═════ The data ═════

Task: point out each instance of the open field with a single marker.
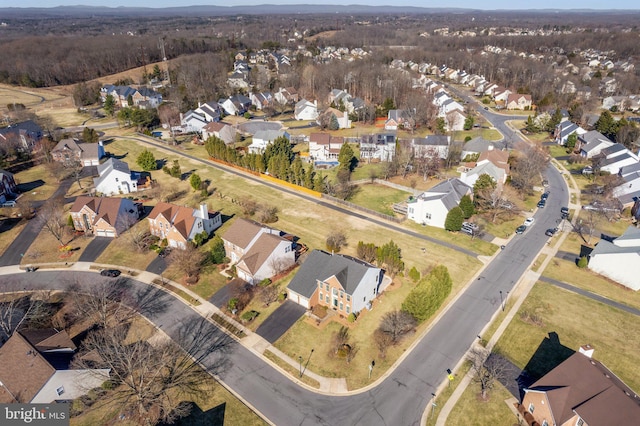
(566, 315)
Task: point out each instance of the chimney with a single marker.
(586, 350)
(204, 211)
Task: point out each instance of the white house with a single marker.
(115, 178)
(306, 110)
(342, 283)
(619, 260)
(262, 138)
(431, 207)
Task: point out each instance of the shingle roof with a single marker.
(585, 386)
(321, 265)
(242, 232)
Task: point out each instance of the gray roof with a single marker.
(321, 265)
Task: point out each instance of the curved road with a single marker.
(399, 399)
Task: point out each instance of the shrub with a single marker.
(583, 262)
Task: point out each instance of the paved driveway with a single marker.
(94, 249)
(280, 321)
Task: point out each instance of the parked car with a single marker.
(110, 273)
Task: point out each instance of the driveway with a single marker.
(280, 321)
(94, 249)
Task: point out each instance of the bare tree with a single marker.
(52, 216)
(487, 368)
(154, 376)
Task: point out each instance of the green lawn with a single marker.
(378, 197)
(576, 321)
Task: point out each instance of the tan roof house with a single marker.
(27, 376)
(179, 224)
(580, 391)
(104, 216)
(258, 251)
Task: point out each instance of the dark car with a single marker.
(110, 273)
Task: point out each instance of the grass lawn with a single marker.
(378, 197)
(612, 333)
(218, 407)
(38, 178)
(471, 410)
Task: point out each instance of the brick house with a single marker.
(179, 224)
(104, 216)
(342, 283)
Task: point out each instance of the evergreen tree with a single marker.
(467, 206)
(454, 219)
(146, 161)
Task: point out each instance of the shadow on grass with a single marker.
(549, 355)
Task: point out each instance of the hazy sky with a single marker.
(473, 4)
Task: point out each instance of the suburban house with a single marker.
(7, 186)
(306, 110)
(258, 252)
(613, 158)
(25, 134)
(263, 138)
(324, 148)
(103, 216)
(398, 119)
(431, 207)
(618, 259)
(432, 145)
(580, 391)
(566, 129)
(88, 154)
(331, 114)
(342, 283)
(628, 192)
(114, 177)
(378, 147)
(27, 374)
(180, 224)
(519, 101)
(220, 130)
(592, 143)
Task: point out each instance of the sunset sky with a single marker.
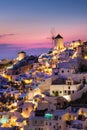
(29, 22)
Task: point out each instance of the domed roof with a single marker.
(58, 36)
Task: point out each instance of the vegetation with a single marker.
(82, 64)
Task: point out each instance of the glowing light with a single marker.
(85, 57)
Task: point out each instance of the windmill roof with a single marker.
(58, 36)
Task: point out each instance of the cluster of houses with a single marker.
(36, 92)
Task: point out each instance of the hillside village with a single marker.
(45, 92)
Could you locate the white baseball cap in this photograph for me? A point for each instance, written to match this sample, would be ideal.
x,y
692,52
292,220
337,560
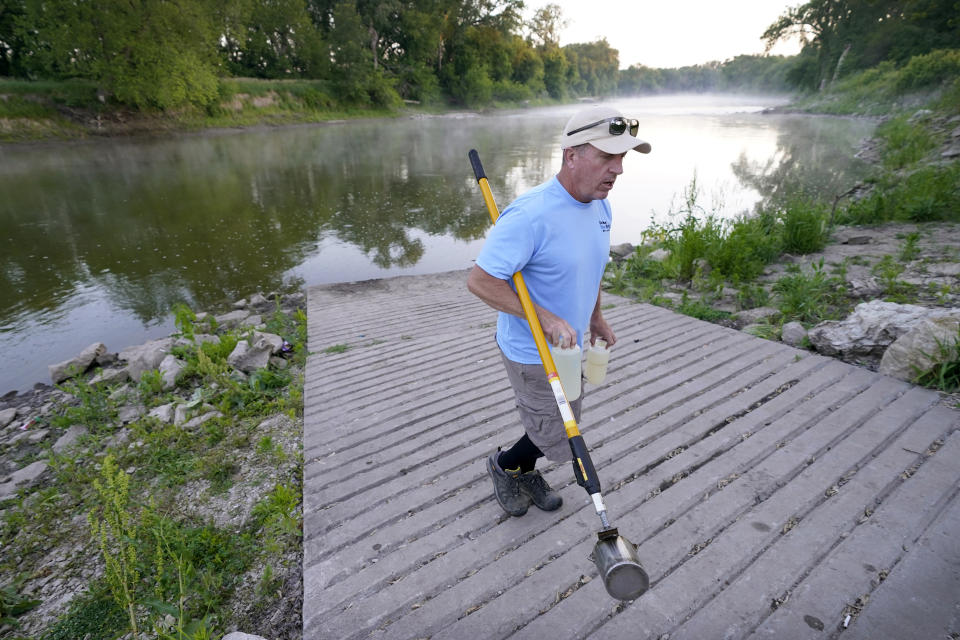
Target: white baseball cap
x,y
605,128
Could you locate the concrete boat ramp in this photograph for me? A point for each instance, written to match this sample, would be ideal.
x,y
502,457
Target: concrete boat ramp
x,y
773,493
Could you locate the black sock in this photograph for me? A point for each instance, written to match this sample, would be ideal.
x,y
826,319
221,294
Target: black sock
x,y
523,454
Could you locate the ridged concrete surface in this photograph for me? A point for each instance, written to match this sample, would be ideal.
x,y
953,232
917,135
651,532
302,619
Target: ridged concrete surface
x,y
772,492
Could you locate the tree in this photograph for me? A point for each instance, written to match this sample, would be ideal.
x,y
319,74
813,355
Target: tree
x,y
597,66
546,24
152,53
353,75
10,41
275,39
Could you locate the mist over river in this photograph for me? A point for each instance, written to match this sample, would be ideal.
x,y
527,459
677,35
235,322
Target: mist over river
x,y
98,240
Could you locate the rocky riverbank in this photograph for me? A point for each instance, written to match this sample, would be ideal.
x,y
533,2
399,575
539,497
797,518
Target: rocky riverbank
x,y
903,281
207,428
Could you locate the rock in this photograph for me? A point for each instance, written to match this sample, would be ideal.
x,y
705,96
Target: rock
x,y
758,314
867,287
869,330
106,359
793,334
146,357
252,321
623,250
946,269
198,339
295,300
932,341
7,416
163,413
193,423
26,476
673,297
231,320
170,368
110,376
70,438
129,413
31,436
121,394
258,300
76,365
658,255
184,411
250,357
275,341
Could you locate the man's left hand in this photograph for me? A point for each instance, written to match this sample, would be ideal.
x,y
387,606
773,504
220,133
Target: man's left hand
x,y
600,329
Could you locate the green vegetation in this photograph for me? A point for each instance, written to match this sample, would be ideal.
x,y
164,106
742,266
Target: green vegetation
x,y
945,374
147,490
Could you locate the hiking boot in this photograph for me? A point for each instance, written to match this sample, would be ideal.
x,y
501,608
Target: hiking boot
x,y
533,485
506,486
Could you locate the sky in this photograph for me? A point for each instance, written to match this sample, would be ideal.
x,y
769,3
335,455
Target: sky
x,y
672,33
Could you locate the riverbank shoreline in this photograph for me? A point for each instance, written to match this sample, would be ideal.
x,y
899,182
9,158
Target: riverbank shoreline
x,y
232,427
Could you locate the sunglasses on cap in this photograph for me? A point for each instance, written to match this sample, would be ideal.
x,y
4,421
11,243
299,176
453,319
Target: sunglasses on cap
x,y
618,126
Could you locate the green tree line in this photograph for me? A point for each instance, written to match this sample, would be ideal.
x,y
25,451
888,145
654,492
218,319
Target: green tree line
x,y
842,37
168,53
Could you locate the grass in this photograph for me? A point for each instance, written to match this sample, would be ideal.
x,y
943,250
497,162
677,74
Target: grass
x,y
166,558
809,297
944,375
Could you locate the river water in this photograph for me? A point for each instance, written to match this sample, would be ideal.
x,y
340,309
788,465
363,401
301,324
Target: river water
x,y
99,240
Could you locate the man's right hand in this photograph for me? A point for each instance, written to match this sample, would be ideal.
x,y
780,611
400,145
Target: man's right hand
x,y
556,330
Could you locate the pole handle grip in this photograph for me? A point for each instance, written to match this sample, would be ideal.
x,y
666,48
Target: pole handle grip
x,y
475,163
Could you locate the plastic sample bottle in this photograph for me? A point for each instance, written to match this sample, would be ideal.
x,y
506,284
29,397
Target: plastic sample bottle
x,y
598,356
568,367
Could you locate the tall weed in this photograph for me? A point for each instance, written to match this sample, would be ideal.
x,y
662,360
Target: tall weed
x,y
804,225
808,298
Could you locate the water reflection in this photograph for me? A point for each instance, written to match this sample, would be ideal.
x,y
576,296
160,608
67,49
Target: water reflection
x,y
814,157
99,240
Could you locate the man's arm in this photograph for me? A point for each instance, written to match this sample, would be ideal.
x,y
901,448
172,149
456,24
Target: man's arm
x,y
500,295
599,327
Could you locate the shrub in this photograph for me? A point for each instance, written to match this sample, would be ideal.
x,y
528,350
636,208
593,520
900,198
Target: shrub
x,y
804,226
807,297
929,69
927,194
906,142
945,375
751,243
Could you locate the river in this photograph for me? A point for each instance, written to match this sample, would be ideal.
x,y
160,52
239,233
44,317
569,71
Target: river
x,y
100,239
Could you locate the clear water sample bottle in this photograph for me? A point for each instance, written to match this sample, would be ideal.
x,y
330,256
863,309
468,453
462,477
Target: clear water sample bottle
x,y
598,356
568,367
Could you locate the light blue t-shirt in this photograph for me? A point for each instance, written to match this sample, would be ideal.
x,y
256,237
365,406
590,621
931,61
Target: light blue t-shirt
x,y
561,246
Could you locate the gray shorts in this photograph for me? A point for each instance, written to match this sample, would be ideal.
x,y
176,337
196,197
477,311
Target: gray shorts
x,y
539,414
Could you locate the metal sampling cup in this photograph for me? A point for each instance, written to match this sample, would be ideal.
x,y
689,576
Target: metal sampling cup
x,y
619,565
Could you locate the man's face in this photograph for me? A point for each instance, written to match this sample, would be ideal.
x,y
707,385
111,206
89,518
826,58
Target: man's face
x,y
594,172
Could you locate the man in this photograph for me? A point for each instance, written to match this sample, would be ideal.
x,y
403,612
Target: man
x,y
558,236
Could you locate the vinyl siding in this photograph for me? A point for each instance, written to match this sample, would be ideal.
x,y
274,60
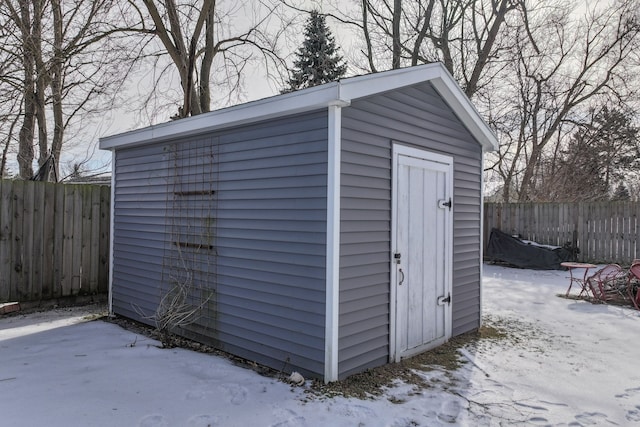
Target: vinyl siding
x,y
415,116
263,278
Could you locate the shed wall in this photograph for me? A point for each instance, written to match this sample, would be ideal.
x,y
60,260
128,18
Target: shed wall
x,y
255,244
416,116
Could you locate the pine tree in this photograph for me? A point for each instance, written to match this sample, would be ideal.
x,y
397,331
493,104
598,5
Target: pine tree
x,y
318,60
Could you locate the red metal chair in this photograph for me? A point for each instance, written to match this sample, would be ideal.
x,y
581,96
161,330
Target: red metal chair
x,y
605,284
633,284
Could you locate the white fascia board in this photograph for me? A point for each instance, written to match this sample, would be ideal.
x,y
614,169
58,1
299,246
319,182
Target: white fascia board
x,y
296,102
437,74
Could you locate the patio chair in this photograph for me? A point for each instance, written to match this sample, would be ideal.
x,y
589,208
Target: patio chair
x,y
608,283
633,284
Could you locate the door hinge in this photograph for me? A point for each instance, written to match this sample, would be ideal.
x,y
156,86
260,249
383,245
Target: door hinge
x,y
444,300
445,203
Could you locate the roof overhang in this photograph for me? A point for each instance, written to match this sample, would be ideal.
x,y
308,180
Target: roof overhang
x,y
336,93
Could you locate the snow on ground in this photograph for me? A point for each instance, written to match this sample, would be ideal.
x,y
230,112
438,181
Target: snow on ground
x,y
567,362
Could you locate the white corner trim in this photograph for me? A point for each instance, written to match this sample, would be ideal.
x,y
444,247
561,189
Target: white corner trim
x,y
111,229
481,235
333,245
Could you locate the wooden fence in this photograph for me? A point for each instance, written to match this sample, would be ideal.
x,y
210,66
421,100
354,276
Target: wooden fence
x,y
54,240
605,232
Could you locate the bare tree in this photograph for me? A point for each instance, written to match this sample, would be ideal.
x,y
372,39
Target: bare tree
x,y
206,37
466,36
70,62
559,67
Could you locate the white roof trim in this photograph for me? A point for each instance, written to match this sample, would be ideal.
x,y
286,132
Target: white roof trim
x,y
336,93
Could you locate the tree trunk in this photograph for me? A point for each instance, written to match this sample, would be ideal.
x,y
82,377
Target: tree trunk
x,y
56,86
397,43
25,136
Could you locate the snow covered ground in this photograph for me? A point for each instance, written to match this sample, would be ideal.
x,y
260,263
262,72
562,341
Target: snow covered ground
x,y
567,362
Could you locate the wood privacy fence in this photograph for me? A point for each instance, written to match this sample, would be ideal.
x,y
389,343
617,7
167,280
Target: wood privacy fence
x,y
54,240
605,232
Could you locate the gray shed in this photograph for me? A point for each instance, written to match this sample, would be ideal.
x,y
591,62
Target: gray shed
x,y
326,231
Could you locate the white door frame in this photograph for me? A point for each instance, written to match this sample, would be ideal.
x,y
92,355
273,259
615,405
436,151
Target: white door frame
x,y
398,150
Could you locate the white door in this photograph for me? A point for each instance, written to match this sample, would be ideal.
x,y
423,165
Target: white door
x,y
421,253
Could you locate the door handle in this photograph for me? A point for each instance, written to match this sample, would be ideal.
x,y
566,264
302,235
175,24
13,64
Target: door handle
x,y
444,300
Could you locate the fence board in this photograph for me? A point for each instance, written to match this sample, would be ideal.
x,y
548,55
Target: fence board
x,y
6,216
603,231
54,240
48,244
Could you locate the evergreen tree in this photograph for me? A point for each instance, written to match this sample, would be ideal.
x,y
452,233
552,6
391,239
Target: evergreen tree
x,y
318,60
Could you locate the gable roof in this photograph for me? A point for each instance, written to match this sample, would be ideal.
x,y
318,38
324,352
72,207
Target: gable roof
x,y
336,93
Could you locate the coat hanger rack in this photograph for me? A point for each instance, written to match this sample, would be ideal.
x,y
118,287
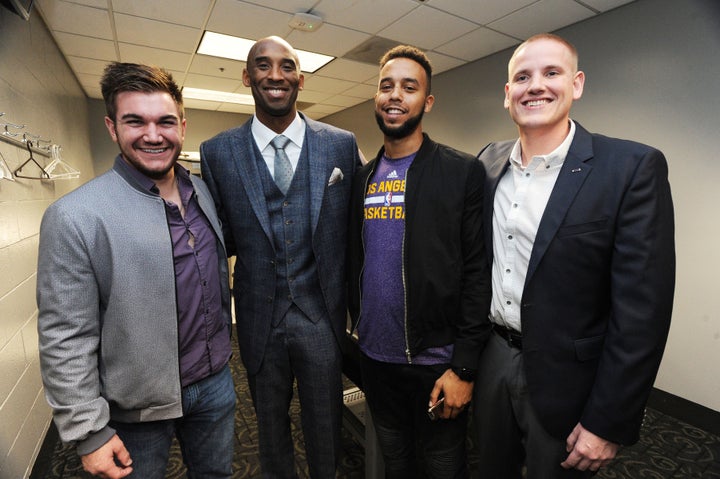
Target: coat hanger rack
x,y
5,172
58,169
20,139
43,175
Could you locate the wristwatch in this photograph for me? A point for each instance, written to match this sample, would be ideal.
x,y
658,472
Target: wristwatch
x,y
465,374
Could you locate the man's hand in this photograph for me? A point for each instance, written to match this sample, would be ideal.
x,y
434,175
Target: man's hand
x,y
588,451
457,394
101,462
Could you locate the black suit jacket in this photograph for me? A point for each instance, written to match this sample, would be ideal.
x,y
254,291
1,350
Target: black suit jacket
x,y
598,294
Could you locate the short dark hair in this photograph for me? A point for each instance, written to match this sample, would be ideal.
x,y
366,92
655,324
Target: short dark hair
x,y
411,53
121,77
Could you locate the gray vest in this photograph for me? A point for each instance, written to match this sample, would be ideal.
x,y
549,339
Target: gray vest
x,y
297,278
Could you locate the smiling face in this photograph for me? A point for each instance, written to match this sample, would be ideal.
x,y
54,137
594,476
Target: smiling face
x,y
149,130
543,81
273,75
402,98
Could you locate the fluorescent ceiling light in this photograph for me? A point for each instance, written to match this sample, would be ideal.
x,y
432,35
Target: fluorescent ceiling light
x,y
236,48
221,96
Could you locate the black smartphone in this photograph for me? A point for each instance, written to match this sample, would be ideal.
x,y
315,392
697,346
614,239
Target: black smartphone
x,y
435,410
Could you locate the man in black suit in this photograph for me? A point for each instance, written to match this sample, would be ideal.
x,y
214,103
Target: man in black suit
x,y
583,273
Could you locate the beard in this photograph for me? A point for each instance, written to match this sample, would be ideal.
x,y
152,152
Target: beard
x,y
402,130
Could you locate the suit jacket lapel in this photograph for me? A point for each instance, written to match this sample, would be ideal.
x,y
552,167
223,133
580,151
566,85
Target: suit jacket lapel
x,y
318,163
494,173
245,158
572,175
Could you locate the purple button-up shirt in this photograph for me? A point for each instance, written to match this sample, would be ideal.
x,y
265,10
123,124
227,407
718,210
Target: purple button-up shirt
x,y
202,351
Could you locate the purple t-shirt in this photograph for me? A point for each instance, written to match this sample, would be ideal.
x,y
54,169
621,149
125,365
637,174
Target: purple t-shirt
x,y
381,330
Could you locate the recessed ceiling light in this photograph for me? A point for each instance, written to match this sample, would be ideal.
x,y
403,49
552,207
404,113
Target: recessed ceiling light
x,y
236,48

═════

#### [What to produce]
Beginning with the line above that contains "Could you locate the green tree", copy each line exactly up to and including the line that contains "Could you locate the grass", and go no further.

#### [Expected answer]
Could you locate the green tree line in this photograph for me? A point for each instance, written to match this sample, would be ideal.
x,y
25,451
888,145
654,492
218,319
Target: green tree line
x,y
842,37
168,53
Could you locate the grass in this photograph for me? A point for each instance, written to match this sample, would be ideal.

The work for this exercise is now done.